WORK ORDER
Retype everything in the passage below on gate-driven phase transformations, from "Figure summarizes the" down to "(SI Figure S2).".

PASSAGE
---------------

Figure summarizes the phase transformations of SCO induced by ILG. H-SCO transforms to P-SCO at negative gate voltage. Furthermore, positive gate voltage transforms P-SCO to V-SCO, which can then be reversibly transformed back to P-SCO by negative gate voltage (SI Figure S5). Thus, the orientation of the OVCs can be controlled by an electric field induced at the ILG/oxide interface, which also goes in parallel with significant changes of the physical properties of the film. As shown in Figure c, the magnetization versus in-plane field loop (M-H) collected at 100 K for P-SCO indicates ferromagnetism (FM), while the loops for H-SCO and V-SCO are consistent with the known antiferromagnetic (AFM) ground state of BM-SCO.[36] Note that P-SCO transforms only to V-SCO but not to H-SCO no matter what the magnitude of the gate voltage is applied (SI Figure S2).

---------------

EXERCISE DATA

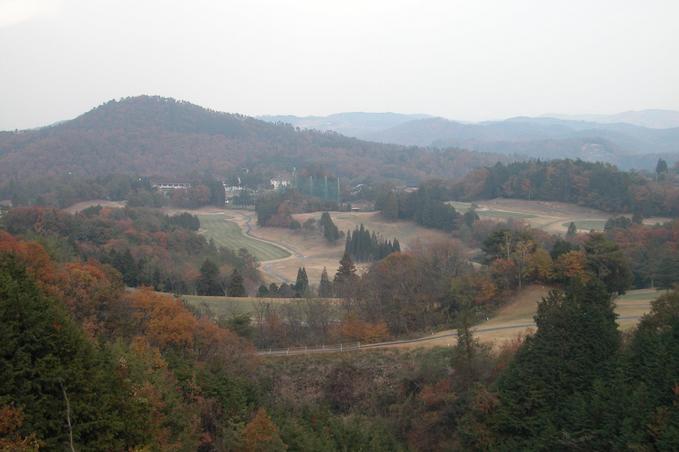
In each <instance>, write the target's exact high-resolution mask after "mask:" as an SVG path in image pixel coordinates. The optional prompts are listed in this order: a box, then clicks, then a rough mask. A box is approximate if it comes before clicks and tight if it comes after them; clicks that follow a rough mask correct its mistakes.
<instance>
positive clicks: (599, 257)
mask: <svg viewBox="0 0 679 452" xmlns="http://www.w3.org/2000/svg"><path fill="white" fill-rule="evenodd" d="M585 251H586V253H587V269H588V271H590V272H591V273H593V274H594V275H596V276H597V277H598V278H599V279H600V280H601V281H603V282H604V284H605V285H606V287H607V288H608V291H609V292H610V293H614V292H617V293H619V294H624V293H625V290H627V289H628V288H629V286H630V285H631V283H632V271H631V270H630V266H629V262H628V260H627V257H626V256H625V255H624V253H623V252H622V250H621V249H620V248H619V247H618V245H617V244H616V243H615V242H613V241H612V240H609V239H607V238H606V236H605V235H603V234H591V235H590V238H589V240H587V242H585Z"/></svg>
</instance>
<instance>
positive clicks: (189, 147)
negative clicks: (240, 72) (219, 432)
mask: <svg viewBox="0 0 679 452" xmlns="http://www.w3.org/2000/svg"><path fill="white" fill-rule="evenodd" d="M498 160H502V161H507V160H508V158H507V157H503V156H498V155H484V154H477V153H473V152H468V151H462V150H455V149H451V150H445V151H439V152H430V151H428V150H425V149H420V148H408V147H404V146H397V145H391V144H379V143H370V142H365V141H360V140H357V139H355V138H348V137H344V136H341V135H339V134H336V133H331V132H318V131H314V130H301V131H300V130H295V129H294V128H293V127H292V126H290V125H283V124H272V123H268V122H265V121H260V120H257V119H254V118H251V117H246V116H241V115H234V114H226V113H220V112H215V111H211V110H207V109H204V108H202V107H199V106H196V105H193V104H189V103H186V102H178V101H176V100H174V99H168V98H161V97H150V96H140V97H133V98H126V99H123V100H121V101H110V102H107V103H106V104H104V105H102V106H100V107H97V108H95V109H93V110H92V111H90V112H88V113H85V114H83V115H81V116H80V117H78V118H75V119H73V120H71V121H64V122H61V123H59V124H56V125H54V126H50V127H45V128H42V129H38V130H30V131H22V132H18V133H14V132H3V133H0V182H7V181H8V180H11V179H12V178H15V177H20V178H25V177H43V176H56V175H63V174H69V173H72V174H75V175H83V176H95V175H104V174H111V173H122V174H138V175H144V176H162V177H172V178H180V177H182V176H183V175H188V174H191V173H196V172H198V173H203V172H207V173H212V174H214V175H215V176H220V175H223V174H224V173H226V172H228V171H230V170H232V169H236V168H243V167H247V168H249V169H259V170H266V171H269V170H270V171H280V170H290V169H291V168H292V167H299V168H302V167H306V166H309V165H322V166H323V167H325V168H326V169H327V170H330V171H332V172H335V173H338V174H340V175H341V176H344V177H349V178H365V177H372V178H376V179H378V180H379V179H397V180H402V181H418V180H420V179H423V178H426V177H432V176H438V177H456V176H459V175H462V174H464V173H466V172H467V171H468V170H470V169H472V168H474V167H478V166H482V165H485V164H492V163H494V162H496V161H498Z"/></svg>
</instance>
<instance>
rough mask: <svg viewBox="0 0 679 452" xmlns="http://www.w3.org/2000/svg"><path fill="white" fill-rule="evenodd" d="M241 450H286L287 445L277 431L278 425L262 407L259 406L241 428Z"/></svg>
mask: <svg viewBox="0 0 679 452" xmlns="http://www.w3.org/2000/svg"><path fill="white" fill-rule="evenodd" d="M243 450H244V451H245V452H280V451H285V450H287V446H286V445H285V443H284V442H283V440H282V439H281V436H280V434H279V433H278V427H276V424H274V423H273V421H272V420H271V418H270V417H269V415H268V414H267V413H266V410H265V409H264V408H260V409H259V410H258V411H257V414H256V415H255V417H254V418H253V419H252V420H251V421H250V422H248V425H246V426H245V429H244V430H243Z"/></svg>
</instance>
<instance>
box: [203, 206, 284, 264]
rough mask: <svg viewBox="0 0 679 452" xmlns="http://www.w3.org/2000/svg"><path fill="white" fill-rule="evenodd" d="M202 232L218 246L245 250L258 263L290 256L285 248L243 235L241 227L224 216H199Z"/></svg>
mask: <svg viewBox="0 0 679 452" xmlns="http://www.w3.org/2000/svg"><path fill="white" fill-rule="evenodd" d="M198 218H199V219H200V232H201V233H202V234H203V235H205V237H207V238H208V239H213V240H214V241H215V243H217V245H221V246H223V247H226V248H229V249H232V250H236V251H237V250H239V249H240V248H245V249H246V250H248V252H249V253H250V254H252V255H253V256H255V257H256V258H257V260H258V261H269V260H274V259H282V258H284V257H288V256H290V253H288V252H287V251H286V250H284V249H283V248H280V247H278V246H275V245H273V244H271V243H266V242H262V241H260V240H257V239H254V238H252V237H249V236H247V235H245V234H244V233H243V231H242V230H241V228H240V226H238V225H237V224H236V223H233V222H231V221H227V220H225V219H224V215H222V214H218V215H199V216H198Z"/></svg>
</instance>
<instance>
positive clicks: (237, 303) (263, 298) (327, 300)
mask: <svg viewBox="0 0 679 452" xmlns="http://www.w3.org/2000/svg"><path fill="white" fill-rule="evenodd" d="M181 298H182V300H184V301H185V302H186V303H187V304H189V305H191V306H192V307H194V308H196V309H199V310H201V311H203V312H205V311H208V310H209V312H210V313H211V314H213V315H214V316H216V317H222V316H225V317H231V316H233V315H238V314H254V312H255V310H256V309H257V306H258V305H259V304H261V303H274V304H286V303H304V302H305V300H304V299H303V298H258V297H208V296H201V295H182V296H181ZM313 300H314V301H323V302H327V303H331V304H336V303H337V302H338V299H336V298H315V299H313Z"/></svg>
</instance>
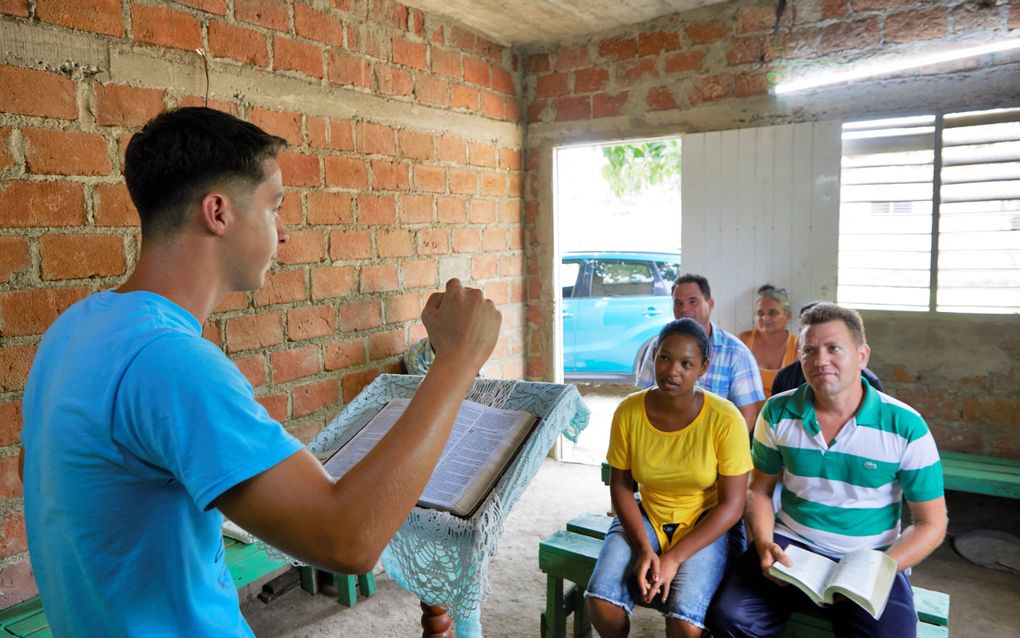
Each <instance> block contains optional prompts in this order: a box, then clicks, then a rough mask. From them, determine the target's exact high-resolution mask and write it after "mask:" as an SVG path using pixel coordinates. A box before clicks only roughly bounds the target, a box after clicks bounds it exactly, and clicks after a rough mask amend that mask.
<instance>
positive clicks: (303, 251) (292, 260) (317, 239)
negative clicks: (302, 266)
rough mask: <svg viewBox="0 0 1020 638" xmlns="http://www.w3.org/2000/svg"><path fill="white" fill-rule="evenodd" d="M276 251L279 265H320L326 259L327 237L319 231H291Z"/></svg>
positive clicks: (277, 258)
mask: <svg viewBox="0 0 1020 638" xmlns="http://www.w3.org/2000/svg"><path fill="white" fill-rule="evenodd" d="M288 235H289V236H290V237H289V238H288V240H287V243H285V244H282V245H281V246H279V249H278V250H277V251H276V261H278V262H279V263H318V262H319V261H322V260H323V259H324V258H325V237H324V236H323V235H322V232H321V231H319V230H311V231H291V232H290V233H289V234H288Z"/></svg>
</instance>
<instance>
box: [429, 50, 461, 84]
mask: <svg viewBox="0 0 1020 638" xmlns="http://www.w3.org/2000/svg"><path fill="white" fill-rule="evenodd" d="M430 54H431V63H432V72H435V73H439V75H441V76H447V77H449V78H456V79H457V80H463V79H464V71H463V69H462V68H461V59H462V58H463V57H464V56H463V55H462V54H461V53H457V52H456V51H447V50H446V49H439V48H436V47H432V49H431V51H430Z"/></svg>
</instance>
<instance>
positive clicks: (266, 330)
mask: <svg viewBox="0 0 1020 638" xmlns="http://www.w3.org/2000/svg"><path fill="white" fill-rule="evenodd" d="M283 342H284V323H283V317H282V316H281V314H279V312H263V313H261V314H249V315H246V316H238V317H234V318H230V320H226V348H227V351H228V352H239V351H241V350H252V349H255V348H264V347H266V346H274V345H276V344H278V343H283Z"/></svg>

---------------

ANSWER TO THIS PROBLEM
Figure summarizes the phase transformations of SCO induced by ILG. H-SCO transforms to P-SCO at negative gate voltage. Furthermore, positive gate voltage transforms P-SCO to V-SCO, which can then be reversibly transformed back to P-SCO by negative gate voltage (SI Figure S5). Thus, the orientation of the OVCs can be controlled by an electric field induced at the ILG/oxide interface, which also goes in parallel with significant changes of the physical properties of the film. As shown in Figure c, the magnetization versus in-plane field loop (M-H) collected at 100 K for P-SCO indicates ferromagnetism (FM), while the loops for H-SCO and V-SCO are consistent with the known antiferromagnetic (AFM) ground state of BM-SCO.[36] Note that P-SCO transforms only to V-SCO but not to H-SCO no matter what the magnitude of the gate voltage is applied (SI Figure S2).